Pull out each line from the items below that contains the word "olive", matching upper and lower case exactly.

<<<<

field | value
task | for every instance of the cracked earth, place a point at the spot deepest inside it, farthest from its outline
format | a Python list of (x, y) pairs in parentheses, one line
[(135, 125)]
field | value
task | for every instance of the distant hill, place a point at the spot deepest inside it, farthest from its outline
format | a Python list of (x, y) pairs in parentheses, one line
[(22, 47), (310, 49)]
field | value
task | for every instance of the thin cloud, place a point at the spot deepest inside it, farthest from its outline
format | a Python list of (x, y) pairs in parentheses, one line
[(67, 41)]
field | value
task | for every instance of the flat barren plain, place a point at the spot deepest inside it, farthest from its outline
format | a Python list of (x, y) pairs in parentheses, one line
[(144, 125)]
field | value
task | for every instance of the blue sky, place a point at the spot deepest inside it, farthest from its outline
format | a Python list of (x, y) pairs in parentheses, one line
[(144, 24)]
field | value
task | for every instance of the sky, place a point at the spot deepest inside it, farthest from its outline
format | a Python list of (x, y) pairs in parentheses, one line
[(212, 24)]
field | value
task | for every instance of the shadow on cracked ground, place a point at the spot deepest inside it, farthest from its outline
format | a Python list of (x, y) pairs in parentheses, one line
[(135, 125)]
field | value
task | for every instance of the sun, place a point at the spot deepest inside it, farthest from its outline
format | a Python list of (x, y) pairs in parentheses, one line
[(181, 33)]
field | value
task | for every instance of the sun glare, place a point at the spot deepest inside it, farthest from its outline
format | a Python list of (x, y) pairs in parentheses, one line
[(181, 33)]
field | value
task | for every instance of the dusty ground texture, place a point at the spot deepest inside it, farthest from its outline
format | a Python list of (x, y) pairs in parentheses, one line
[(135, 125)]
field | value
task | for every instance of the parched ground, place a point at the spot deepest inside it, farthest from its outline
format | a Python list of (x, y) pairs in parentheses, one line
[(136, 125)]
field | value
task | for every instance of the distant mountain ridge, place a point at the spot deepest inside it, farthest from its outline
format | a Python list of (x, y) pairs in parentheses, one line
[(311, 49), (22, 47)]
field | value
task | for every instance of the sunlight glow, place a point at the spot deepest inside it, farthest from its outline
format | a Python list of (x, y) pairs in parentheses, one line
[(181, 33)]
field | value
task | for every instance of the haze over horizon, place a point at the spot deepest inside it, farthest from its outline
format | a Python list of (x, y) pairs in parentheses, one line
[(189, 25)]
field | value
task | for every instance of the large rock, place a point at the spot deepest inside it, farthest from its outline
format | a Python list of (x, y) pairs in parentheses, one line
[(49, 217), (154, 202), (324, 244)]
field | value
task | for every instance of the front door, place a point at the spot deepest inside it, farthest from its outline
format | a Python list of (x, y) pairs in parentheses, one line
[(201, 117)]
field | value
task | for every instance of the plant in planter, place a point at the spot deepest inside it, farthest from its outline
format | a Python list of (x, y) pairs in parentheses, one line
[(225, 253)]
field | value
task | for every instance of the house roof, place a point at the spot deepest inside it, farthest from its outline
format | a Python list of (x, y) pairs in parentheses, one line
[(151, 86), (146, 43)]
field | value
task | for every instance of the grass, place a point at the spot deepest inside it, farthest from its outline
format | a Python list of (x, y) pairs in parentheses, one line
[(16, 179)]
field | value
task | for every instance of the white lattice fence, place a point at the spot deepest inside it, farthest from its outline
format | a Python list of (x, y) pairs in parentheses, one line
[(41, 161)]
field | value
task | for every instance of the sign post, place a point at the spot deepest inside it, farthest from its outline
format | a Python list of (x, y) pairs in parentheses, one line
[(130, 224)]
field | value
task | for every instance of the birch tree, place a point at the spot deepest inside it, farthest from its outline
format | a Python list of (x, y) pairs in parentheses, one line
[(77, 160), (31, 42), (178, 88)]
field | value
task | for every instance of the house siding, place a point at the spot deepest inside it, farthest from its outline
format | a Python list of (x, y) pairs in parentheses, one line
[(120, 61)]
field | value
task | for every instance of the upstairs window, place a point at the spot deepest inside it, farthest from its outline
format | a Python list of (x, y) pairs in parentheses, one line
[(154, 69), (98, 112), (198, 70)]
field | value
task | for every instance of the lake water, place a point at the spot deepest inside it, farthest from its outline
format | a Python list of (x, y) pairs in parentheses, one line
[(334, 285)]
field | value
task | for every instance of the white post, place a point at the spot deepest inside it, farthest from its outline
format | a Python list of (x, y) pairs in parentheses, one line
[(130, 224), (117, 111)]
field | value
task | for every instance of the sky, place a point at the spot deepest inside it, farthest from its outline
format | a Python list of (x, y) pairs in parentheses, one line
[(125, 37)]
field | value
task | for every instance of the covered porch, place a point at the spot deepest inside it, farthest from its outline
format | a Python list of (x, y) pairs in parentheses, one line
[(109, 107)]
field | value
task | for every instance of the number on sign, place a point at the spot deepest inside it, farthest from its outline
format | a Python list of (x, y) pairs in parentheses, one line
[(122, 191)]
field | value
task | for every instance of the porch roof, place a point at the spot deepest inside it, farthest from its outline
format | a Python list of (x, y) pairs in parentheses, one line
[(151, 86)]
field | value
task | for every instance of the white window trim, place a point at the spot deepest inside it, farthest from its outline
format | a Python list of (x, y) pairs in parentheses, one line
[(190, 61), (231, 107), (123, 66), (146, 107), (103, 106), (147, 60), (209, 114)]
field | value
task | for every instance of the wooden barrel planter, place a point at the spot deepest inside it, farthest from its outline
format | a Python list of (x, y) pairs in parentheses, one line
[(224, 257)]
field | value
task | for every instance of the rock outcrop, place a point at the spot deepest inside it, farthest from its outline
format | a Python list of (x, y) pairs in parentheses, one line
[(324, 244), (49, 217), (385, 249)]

>>>>
<<<<

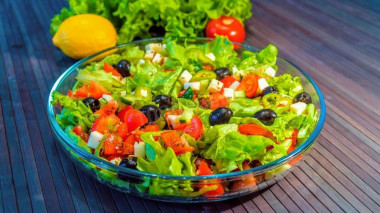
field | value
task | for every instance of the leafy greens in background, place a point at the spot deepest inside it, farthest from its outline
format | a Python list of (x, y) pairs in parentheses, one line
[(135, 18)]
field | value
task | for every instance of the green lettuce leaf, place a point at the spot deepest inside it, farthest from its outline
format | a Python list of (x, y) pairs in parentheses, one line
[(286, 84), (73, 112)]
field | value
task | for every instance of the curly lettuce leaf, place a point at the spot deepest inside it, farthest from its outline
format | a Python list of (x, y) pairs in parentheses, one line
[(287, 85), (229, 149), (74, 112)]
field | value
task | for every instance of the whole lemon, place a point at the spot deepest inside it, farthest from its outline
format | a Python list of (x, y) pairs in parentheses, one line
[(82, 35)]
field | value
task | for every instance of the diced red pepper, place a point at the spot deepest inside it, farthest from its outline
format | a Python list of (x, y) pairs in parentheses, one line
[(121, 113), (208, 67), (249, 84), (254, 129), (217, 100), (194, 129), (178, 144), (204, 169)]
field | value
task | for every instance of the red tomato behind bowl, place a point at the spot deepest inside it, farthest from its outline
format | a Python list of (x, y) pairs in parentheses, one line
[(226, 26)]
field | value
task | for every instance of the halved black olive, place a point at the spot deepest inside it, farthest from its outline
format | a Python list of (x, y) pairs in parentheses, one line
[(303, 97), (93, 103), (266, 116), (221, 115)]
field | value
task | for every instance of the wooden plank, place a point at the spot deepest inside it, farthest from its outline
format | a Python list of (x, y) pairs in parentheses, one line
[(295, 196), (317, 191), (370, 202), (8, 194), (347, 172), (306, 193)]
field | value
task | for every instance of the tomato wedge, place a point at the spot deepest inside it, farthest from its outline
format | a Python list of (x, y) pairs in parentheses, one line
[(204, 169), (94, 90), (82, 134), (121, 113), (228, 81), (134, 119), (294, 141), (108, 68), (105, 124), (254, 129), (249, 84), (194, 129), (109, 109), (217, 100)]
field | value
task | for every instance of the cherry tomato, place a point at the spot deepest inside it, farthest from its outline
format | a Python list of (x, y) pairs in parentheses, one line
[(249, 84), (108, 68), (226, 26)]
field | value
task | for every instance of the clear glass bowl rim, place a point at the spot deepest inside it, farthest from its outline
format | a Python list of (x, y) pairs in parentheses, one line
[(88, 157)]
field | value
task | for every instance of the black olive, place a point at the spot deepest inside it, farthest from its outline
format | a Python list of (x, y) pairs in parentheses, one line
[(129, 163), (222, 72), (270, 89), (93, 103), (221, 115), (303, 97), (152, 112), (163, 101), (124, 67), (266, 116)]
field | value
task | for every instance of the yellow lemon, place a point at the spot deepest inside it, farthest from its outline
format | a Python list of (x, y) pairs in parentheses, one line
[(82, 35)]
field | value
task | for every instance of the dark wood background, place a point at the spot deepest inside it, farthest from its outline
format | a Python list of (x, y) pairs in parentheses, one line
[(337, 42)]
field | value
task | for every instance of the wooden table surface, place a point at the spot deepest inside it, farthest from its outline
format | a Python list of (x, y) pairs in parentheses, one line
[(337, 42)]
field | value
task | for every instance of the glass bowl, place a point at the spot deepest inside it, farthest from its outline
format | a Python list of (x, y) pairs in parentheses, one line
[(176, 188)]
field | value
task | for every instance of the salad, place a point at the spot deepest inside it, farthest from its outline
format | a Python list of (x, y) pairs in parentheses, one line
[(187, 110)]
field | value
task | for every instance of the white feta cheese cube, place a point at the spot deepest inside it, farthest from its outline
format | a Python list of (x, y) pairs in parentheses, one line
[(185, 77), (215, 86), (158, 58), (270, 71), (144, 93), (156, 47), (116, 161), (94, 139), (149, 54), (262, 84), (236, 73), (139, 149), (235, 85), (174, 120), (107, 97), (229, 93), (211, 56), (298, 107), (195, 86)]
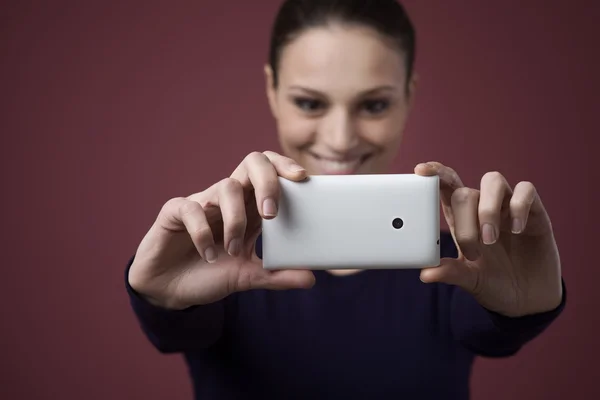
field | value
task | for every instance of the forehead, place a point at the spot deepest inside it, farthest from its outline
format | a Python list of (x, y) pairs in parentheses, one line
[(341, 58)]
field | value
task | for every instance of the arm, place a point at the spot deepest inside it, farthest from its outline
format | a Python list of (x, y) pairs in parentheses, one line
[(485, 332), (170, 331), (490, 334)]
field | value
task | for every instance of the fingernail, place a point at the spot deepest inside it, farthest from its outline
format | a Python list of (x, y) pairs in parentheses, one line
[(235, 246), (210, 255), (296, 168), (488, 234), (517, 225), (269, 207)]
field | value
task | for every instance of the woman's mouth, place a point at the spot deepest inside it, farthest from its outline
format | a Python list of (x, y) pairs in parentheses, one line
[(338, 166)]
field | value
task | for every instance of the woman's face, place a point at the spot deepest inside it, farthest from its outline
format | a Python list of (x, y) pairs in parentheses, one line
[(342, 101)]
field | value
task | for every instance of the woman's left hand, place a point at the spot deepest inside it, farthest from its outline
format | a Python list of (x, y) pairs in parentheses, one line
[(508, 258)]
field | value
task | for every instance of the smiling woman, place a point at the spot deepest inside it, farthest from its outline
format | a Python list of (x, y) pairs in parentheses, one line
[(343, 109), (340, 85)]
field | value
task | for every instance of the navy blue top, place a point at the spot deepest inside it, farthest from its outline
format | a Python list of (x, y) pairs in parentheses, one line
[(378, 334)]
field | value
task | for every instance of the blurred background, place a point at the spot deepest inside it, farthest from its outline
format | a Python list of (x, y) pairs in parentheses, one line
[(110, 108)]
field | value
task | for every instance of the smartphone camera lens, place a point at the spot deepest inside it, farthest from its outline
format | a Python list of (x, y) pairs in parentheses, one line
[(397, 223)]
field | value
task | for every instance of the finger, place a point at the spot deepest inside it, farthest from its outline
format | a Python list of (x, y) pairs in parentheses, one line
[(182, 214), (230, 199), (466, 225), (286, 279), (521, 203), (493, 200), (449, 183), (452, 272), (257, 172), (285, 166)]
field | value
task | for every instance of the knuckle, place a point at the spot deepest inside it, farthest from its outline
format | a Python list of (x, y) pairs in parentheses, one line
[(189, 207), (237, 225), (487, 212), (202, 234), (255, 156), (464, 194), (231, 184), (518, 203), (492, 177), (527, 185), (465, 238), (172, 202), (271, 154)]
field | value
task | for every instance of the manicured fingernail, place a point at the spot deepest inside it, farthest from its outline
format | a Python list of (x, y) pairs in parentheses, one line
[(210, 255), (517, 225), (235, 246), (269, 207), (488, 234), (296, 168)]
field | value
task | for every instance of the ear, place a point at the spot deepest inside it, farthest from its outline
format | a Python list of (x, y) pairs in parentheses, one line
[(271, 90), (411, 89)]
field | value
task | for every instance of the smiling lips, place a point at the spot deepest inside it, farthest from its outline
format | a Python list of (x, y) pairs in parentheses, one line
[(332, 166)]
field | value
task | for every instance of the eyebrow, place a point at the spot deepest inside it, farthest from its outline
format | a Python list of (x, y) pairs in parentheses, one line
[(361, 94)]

>>>>
<<<<

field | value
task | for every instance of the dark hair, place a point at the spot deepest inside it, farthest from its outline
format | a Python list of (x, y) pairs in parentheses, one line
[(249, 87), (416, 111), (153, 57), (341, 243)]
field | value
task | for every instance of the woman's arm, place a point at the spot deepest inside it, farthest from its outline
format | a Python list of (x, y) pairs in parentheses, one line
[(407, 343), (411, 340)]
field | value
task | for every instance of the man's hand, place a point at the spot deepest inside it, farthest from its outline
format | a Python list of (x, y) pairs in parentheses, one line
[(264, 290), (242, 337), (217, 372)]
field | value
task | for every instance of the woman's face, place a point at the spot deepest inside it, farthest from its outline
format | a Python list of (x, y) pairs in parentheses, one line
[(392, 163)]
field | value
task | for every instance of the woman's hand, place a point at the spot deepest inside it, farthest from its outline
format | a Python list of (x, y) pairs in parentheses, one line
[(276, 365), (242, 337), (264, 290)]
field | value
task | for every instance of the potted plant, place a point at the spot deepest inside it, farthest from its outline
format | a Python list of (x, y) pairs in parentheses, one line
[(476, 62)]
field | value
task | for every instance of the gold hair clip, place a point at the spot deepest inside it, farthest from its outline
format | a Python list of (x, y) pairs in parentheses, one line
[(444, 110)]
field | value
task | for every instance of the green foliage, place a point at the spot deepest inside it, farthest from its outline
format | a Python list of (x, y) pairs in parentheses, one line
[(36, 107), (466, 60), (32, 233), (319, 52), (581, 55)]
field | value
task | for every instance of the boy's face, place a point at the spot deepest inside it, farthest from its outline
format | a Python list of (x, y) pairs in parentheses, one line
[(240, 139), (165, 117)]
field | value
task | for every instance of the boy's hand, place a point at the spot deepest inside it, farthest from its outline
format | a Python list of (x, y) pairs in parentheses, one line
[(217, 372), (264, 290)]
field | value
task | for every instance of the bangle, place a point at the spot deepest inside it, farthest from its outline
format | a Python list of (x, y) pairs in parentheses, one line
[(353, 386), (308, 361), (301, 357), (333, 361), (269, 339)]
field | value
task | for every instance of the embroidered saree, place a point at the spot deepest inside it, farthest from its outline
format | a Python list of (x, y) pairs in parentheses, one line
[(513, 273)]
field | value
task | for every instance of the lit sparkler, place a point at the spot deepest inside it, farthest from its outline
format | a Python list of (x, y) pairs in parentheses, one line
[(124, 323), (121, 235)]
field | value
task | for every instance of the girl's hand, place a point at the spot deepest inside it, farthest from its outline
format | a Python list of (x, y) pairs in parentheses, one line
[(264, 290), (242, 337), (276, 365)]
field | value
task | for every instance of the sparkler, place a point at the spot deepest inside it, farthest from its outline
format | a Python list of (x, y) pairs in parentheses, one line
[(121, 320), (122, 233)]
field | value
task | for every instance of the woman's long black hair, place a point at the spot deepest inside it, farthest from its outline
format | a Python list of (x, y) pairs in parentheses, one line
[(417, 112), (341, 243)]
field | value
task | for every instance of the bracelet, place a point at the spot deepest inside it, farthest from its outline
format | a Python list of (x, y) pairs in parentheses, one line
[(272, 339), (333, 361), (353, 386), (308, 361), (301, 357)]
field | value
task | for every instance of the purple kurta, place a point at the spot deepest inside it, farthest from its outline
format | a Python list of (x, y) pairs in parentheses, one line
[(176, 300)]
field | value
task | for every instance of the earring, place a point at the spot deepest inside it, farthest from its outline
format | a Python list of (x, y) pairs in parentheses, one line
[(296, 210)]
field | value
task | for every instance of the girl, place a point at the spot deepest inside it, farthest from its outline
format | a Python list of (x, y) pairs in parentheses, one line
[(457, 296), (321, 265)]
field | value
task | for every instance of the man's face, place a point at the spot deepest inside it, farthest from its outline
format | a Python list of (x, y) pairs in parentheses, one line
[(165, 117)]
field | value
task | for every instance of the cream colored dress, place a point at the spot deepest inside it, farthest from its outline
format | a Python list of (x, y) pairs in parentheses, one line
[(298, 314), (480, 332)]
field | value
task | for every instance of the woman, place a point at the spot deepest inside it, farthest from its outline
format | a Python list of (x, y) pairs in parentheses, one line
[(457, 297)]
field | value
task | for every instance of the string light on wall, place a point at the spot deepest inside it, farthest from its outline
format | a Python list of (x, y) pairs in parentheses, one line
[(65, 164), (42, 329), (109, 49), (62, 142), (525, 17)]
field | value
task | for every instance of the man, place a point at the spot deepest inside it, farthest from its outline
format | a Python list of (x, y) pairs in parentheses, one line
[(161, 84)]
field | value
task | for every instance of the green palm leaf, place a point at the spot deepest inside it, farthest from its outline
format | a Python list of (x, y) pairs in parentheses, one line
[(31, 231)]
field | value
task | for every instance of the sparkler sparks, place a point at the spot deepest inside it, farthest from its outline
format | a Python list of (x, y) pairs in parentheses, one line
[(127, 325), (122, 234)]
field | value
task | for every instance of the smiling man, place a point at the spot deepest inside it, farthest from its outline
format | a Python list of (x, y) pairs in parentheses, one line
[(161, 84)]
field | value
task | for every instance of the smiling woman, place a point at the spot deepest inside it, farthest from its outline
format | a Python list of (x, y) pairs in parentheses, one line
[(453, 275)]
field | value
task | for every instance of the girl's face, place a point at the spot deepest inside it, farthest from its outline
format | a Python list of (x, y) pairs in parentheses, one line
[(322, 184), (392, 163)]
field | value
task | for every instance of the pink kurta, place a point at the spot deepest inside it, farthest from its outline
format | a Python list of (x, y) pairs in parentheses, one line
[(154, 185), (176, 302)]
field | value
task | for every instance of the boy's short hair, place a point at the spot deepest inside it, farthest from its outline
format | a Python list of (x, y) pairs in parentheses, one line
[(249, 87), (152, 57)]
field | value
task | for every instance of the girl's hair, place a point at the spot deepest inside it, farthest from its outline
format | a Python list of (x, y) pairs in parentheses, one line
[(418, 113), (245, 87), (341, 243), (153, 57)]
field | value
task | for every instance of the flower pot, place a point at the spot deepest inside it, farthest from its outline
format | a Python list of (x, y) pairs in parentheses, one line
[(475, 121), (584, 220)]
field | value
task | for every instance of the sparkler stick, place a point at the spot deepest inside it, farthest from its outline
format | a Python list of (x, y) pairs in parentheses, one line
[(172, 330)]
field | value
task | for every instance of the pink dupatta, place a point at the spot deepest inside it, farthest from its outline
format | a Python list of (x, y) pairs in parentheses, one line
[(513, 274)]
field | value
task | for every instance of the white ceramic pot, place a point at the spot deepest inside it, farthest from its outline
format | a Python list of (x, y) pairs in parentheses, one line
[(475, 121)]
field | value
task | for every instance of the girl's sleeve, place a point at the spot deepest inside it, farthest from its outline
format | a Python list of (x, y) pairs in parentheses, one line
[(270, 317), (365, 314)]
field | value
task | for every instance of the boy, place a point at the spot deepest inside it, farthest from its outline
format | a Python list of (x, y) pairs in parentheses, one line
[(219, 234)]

>>>>

• **SOLUTION**
task | for every instance of the halved black olive, place a point at the spot deepest inside it, farthest from its outline
task | for every instance of the black olive, place a point at the spot deepest inside it, farthest from its outline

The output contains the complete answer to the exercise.